- _Task objective_
All records shown below should be given again, character for character.

- _Task material_
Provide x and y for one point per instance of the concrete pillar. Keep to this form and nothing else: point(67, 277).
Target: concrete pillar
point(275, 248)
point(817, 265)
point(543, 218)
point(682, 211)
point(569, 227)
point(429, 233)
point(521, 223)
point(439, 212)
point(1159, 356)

- _Output for this exercise_
Provide x and y for one point per instance of the concrete pillar. Keep to this form and nothing else: point(67, 277).
Target: concrete pillar
point(275, 248)
point(817, 265)
point(543, 218)
point(682, 211)
point(569, 227)
point(429, 233)
point(521, 223)
point(439, 212)
point(1159, 356)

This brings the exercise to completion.